TEXTE FOURNI —
━━━━━━━━━━━━━━━━━━━━━━━━━━━━━━

Il a paru. À l’heure dite, chose faite pour surprendre les voyageurs à 70 pour 100 de rabais qui avaient subi, en moyenne, une demi-journée de retard et qu’on avait débarqués sans façon à la station du Transtévère, — qu’ils s’en tirent comme ils pourront, — le convoi impérial est entré en gare. Dès le matin, la via Nazionale, la place des Thermes, la via Venti-Settembre, étaient noires de monde, grouillantes et bruyantes. Ce n’étaient que régimens allant prendre leur poste ; infanterie, cavalerie, artillerie. Il est impossible que le comique soit absent des affaires humaines. Un de ces régimens défilait aux accens d’un air, populaire dans les Romagnes, vers 1848, et dont on nous saura gré de reproduire deux ou trois couplets qui se traduisent d’eux-mêmes :


Colla pancia dei Tedeschi
Dei tamburri vogliam far,

Colle gambe dei Tedeschi
Dei cavicchi vogliam far.

━━━━━━━━━━━━━━━━━━━━━━━━━━━━━━

MATÉRIEL —
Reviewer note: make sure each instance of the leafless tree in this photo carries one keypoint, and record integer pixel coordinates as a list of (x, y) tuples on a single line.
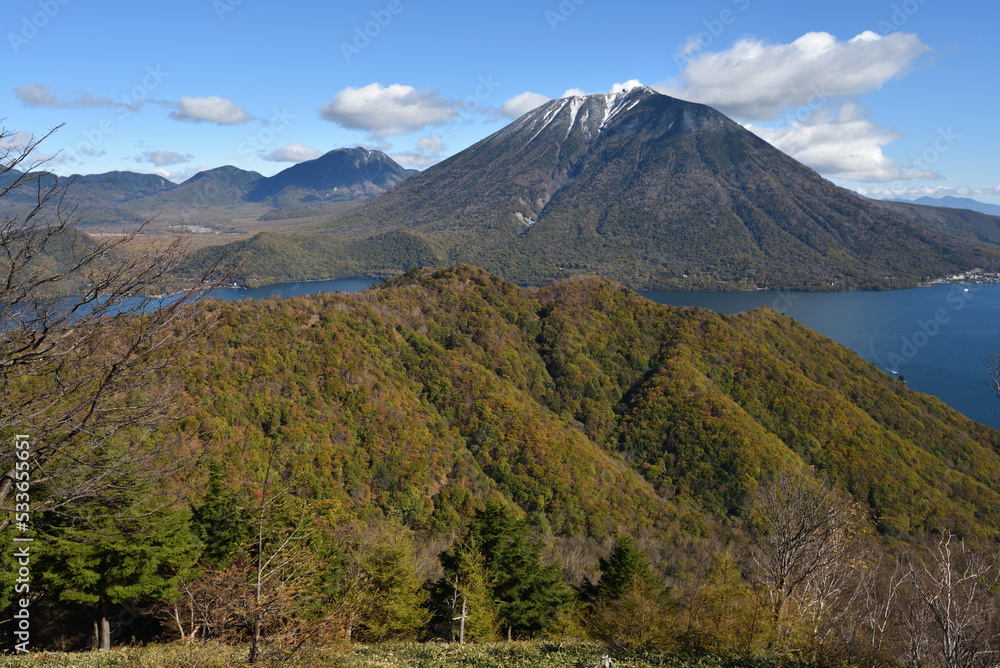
[(89, 354), (956, 584), (801, 535), (992, 363)]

━━━━━━━━━━━━━━━━━━━━━━━━━━━━━━

D'après le texte fourni, à quelle station les voyageurs à 70 pour 100 de rabais avaient-ils été débarqués ? Ces données sont issues d'une source distincte du texte fourni.

À la station du Transtévère.